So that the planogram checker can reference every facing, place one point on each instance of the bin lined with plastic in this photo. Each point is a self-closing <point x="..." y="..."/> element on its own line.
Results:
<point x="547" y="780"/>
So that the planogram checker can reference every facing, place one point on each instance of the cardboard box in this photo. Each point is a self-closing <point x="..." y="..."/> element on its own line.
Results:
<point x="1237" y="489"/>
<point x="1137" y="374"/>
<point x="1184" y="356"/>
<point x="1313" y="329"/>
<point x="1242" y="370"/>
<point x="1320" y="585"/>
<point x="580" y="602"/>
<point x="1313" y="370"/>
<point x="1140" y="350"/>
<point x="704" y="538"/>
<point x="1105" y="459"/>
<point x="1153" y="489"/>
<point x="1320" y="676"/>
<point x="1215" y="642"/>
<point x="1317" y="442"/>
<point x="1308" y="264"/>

What the task asks -
Transcribe the lines from the first line of the records through the line that contains "of the cardboard", both included, and add nothing else.

Task solution -
So that the planogram checker can reference every facing, place one point on each instance of the bin lined with plastic in this photo. Each point is a self-closing <point x="..." y="..."/> element on its own line.
Results:
<point x="547" y="780"/>
So that the planogram checker can reference every facing, place one point on each instance of the cardboard box in this photo. Each point is a self-closing <point x="..." y="..."/> element on its own line.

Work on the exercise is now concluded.